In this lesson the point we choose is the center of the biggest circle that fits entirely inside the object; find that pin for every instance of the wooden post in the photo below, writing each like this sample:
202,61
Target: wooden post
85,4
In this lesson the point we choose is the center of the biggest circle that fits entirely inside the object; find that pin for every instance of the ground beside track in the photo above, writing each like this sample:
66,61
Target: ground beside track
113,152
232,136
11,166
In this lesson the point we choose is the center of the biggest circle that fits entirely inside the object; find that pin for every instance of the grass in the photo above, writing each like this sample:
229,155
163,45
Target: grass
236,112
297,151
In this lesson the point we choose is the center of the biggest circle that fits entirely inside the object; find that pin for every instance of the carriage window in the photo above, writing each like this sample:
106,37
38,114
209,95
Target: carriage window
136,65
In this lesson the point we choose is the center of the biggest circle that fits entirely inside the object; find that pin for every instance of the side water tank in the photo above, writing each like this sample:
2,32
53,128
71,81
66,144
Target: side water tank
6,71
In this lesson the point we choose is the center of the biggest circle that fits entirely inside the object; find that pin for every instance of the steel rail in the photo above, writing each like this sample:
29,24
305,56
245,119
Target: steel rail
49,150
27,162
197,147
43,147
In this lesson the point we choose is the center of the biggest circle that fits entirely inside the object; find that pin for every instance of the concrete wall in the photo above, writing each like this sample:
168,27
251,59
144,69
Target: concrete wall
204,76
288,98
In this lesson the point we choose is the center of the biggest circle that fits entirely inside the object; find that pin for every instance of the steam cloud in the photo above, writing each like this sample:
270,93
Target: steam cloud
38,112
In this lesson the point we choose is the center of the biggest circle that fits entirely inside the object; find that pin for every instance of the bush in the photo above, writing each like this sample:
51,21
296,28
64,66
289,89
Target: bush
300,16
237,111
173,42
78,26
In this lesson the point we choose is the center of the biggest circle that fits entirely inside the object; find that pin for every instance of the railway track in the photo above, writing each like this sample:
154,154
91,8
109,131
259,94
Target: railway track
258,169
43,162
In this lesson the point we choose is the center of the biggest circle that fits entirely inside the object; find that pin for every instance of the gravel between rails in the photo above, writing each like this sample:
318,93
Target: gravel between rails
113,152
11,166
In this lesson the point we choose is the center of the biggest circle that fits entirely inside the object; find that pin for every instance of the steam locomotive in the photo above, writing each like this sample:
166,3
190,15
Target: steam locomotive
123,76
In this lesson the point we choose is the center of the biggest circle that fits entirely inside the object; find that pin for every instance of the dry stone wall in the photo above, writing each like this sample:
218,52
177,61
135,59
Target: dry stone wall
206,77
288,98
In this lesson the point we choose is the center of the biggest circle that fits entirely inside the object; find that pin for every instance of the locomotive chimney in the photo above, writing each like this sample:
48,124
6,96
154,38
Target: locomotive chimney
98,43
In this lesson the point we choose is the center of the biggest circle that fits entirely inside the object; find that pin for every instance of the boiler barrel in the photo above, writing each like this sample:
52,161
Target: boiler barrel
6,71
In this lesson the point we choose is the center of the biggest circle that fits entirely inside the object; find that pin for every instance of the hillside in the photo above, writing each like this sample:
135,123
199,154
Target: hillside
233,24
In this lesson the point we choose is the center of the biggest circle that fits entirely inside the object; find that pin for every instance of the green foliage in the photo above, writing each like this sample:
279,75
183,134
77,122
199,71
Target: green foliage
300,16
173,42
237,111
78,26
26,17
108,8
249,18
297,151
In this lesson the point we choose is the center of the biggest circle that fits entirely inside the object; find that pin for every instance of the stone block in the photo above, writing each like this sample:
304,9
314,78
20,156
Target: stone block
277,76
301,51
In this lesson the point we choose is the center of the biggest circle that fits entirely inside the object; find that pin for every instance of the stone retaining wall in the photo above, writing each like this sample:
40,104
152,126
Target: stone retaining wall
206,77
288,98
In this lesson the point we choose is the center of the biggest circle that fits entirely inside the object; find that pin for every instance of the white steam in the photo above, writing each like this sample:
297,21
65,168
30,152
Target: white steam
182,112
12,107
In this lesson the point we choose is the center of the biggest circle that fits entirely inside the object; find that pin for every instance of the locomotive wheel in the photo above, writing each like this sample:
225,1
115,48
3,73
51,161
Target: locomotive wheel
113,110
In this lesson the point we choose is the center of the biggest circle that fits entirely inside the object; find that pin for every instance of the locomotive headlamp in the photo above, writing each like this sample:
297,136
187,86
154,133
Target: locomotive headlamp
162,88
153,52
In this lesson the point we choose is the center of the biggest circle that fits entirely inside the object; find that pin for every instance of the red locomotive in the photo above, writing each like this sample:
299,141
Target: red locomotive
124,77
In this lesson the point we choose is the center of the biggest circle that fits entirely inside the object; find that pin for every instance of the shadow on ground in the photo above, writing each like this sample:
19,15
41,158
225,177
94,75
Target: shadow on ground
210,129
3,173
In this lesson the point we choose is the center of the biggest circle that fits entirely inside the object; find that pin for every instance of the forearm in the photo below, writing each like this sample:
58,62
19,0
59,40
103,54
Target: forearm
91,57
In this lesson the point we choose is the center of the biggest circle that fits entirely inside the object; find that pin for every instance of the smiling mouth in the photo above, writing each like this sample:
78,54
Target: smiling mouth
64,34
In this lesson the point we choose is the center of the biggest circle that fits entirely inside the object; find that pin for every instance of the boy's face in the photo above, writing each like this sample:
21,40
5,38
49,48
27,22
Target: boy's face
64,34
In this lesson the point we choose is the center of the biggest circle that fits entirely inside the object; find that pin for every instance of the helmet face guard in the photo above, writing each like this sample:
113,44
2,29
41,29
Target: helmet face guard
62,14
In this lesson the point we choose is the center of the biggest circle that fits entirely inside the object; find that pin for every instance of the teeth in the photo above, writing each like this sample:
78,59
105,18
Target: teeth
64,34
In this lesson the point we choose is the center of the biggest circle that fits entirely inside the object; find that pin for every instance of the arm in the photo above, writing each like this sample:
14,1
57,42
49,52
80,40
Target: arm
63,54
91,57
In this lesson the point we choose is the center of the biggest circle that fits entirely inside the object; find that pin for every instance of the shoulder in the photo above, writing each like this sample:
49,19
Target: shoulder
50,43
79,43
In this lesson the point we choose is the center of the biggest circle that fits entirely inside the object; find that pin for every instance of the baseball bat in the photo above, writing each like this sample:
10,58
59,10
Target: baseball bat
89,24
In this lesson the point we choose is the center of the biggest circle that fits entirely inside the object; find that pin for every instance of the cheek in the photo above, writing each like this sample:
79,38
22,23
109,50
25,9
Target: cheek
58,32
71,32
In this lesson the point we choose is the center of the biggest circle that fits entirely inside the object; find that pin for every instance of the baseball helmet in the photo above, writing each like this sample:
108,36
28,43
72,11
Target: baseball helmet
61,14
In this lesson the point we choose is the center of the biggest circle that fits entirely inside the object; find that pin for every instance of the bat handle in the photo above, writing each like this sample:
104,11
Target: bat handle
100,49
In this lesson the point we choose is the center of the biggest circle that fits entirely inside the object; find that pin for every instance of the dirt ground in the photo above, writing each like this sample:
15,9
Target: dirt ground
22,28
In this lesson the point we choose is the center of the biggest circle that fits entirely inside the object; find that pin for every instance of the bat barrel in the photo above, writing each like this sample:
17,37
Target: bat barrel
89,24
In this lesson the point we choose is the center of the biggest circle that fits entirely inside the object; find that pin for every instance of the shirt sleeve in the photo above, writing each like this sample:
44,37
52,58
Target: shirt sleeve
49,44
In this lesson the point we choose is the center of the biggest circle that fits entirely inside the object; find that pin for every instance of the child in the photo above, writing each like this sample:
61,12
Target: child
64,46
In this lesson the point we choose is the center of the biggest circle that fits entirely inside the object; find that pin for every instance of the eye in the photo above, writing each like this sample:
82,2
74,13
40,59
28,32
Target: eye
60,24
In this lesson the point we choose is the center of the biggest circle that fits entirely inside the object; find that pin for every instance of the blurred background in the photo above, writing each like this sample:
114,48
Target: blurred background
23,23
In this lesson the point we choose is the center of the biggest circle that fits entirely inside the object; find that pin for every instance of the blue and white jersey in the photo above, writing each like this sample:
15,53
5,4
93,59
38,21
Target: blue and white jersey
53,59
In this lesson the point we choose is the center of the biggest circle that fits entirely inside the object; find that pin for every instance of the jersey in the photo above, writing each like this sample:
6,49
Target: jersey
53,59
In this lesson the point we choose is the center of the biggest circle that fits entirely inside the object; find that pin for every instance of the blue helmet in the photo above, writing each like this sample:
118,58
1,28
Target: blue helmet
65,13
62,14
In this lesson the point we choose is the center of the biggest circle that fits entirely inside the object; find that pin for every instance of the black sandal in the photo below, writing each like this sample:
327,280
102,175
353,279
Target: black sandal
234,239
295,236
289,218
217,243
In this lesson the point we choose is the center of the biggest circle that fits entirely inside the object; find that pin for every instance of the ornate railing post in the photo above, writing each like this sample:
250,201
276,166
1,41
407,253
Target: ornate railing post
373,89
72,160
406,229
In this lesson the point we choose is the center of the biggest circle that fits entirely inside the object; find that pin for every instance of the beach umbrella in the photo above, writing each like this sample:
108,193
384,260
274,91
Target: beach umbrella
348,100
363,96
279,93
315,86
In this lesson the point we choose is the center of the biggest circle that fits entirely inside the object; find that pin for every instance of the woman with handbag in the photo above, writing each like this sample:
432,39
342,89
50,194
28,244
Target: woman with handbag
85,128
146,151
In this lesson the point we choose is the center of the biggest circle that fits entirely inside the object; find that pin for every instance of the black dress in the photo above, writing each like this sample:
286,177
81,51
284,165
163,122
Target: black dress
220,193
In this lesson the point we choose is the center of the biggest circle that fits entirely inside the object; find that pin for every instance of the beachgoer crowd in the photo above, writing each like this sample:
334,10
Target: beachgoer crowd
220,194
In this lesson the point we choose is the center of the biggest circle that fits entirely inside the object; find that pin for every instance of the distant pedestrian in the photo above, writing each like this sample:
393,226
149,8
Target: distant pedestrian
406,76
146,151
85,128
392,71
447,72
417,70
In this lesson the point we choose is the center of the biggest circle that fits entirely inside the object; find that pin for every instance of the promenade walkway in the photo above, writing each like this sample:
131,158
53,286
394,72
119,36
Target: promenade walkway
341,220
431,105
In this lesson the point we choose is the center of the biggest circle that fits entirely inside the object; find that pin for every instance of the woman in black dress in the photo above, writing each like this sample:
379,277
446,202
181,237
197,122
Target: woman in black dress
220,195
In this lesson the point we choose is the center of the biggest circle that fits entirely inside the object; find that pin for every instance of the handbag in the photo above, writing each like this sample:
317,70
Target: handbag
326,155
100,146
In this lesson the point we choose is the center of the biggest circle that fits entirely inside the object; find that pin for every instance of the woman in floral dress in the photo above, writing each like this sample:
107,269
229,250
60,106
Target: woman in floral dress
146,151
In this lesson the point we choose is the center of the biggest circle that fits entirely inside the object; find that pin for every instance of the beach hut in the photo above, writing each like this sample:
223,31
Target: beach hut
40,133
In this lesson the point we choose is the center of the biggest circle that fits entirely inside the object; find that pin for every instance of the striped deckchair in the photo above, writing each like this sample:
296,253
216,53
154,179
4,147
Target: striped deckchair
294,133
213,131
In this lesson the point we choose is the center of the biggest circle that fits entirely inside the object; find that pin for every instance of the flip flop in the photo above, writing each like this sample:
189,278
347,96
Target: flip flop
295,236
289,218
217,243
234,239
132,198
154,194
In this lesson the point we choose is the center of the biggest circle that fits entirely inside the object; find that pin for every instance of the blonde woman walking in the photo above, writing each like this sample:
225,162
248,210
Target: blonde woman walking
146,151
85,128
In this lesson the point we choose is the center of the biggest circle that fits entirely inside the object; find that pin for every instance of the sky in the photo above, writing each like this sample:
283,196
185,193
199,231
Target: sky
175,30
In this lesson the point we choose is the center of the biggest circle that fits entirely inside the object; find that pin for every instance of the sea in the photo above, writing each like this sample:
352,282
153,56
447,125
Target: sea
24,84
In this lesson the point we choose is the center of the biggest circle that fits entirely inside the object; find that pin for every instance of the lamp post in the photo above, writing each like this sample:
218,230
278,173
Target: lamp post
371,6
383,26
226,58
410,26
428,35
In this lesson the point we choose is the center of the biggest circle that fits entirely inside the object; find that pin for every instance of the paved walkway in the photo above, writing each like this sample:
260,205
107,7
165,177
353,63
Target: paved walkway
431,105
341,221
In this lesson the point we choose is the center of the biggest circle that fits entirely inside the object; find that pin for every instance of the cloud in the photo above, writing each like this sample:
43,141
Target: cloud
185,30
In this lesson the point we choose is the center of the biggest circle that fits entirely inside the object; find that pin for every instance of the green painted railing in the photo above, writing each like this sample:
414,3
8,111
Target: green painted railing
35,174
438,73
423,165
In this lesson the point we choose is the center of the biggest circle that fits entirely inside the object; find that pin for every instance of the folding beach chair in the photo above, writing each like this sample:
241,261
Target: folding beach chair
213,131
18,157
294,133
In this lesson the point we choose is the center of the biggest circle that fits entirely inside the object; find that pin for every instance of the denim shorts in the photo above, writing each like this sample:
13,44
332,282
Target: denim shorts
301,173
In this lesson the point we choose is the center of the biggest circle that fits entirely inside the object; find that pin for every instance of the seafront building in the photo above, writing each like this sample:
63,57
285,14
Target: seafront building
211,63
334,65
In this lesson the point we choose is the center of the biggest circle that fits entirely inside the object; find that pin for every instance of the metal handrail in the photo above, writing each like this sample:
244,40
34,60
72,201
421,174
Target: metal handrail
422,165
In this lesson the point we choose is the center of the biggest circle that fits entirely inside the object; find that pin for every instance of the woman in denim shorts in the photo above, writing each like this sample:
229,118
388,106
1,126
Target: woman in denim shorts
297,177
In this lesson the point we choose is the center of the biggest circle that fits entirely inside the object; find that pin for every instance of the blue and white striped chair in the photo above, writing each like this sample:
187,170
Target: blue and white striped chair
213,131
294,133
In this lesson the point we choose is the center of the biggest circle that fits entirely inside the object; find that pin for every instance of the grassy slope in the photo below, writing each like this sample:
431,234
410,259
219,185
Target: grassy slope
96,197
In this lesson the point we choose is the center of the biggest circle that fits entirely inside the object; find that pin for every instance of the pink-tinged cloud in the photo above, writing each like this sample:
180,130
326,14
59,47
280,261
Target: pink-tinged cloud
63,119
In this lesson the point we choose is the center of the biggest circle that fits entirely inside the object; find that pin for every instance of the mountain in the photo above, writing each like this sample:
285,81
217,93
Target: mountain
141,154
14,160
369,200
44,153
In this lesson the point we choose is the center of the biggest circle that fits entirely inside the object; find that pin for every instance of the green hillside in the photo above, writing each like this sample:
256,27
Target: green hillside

═══

Task to carry out
Copy everything from the line containing "of the pink-tinged" down to the end of the entries, keeping each line unchanged.

Exercise solution
In this lesson the point we choose is the center of the biggest circle that fits entirely inside the object; find that pin for every instance of the pink-tinged cloud in the photo above, writing each like this sample:
180,130
326,14
59,47
280,261
Target: pink-tinged cloud
63,119
In this lesson the point we choose is the center of the biggest circle that fits entirely inside the object; find that pin for every instance of the mountain in the photo above, writing each like this sample:
285,81
217,93
Target: mountain
141,154
14,160
369,200
44,153
In this lesson the point we choose is the center of the biggest circle that fits entirely inside the object; find that pin for every instance of the green hillside in the photo above, writing each like this sample:
256,27
Target: green hillside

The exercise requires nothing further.